* _What needs to be done_
Repeat each entry below exactly as it stands.

* _Records supplied_
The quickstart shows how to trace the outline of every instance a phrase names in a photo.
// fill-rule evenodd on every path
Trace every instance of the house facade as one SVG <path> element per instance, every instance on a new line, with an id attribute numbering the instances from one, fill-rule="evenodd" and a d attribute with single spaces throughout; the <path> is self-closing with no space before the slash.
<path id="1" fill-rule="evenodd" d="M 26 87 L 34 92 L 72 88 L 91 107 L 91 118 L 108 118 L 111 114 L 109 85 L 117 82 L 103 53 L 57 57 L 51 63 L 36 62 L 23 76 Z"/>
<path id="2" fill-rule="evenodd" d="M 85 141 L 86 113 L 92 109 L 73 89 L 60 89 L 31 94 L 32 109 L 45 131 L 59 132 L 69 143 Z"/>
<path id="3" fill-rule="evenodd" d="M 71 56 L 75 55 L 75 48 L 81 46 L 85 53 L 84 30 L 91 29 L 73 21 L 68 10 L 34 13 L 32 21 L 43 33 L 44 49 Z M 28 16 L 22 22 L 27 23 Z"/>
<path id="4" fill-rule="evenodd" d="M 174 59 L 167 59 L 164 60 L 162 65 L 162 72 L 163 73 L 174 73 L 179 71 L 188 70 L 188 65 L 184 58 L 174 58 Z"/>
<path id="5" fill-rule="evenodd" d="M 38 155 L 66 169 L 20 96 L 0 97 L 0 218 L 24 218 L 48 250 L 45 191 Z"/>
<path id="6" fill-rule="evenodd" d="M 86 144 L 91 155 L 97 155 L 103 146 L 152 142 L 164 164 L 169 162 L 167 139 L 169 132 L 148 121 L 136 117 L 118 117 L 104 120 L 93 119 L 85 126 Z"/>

* _Answer box_
The quickstart shows how to trace the outline of every instance a phrase names in a photo.
// fill-rule evenodd on every path
Trace every instance of the house facade as one SVG <path> element per instance, every instance on a new line, with an id attribute numbering the instances from one, fill-rule="evenodd" and a d attribute with single spaces throughout; the <path> is self-closing with no space before the slash.
<path id="1" fill-rule="evenodd" d="M 26 87 L 34 92 L 72 88 L 91 107 L 91 118 L 108 118 L 111 114 L 109 85 L 117 82 L 103 53 L 57 57 L 51 63 L 36 62 L 23 76 Z"/>
<path id="2" fill-rule="evenodd" d="M 85 141 L 86 113 L 92 109 L 73 89 L 60 89 L 31 94 L 32 109 L 45 131 L 59 132 L 69 143 Z"/>
<path id="3" fill-rule="evenodd" d="M 71 56 L 75 55 L 75 48 L 81 46 L 85 53 L 84 30 L 91 29 L 73 21 L 68 10 L 34 13 L 32 21 L 43 33 L 44 49 Z M 28 16 L 22 22 L 27 23 Z"/>
<path id="4" fill-rule="evenodd" d="M 174 59 L 167 59 L 164 60 L 162 65 L 162 72 L 163 73 L 174 73 L 179 71 L 188 70 L 188 65 L 184 58 L 174 58 Z"/>
<path id="5" fill-rule="evenodd" d="M 38 155 L 66 169 L 20 96 L 0 97 L 0 218 L 24 218 L 48 250 L 45 191 Z"/>
<path id="6" fill-rule="evenodd" d="M 86 144 L 91 155 L 97 155 L 103 146 L 152 142 L 164 164 L 169 162 L 167 139 L 169 132 L 148 121 L 136 117 L 118 117 L 104 120 L 93 119 L 85 126 Z"/>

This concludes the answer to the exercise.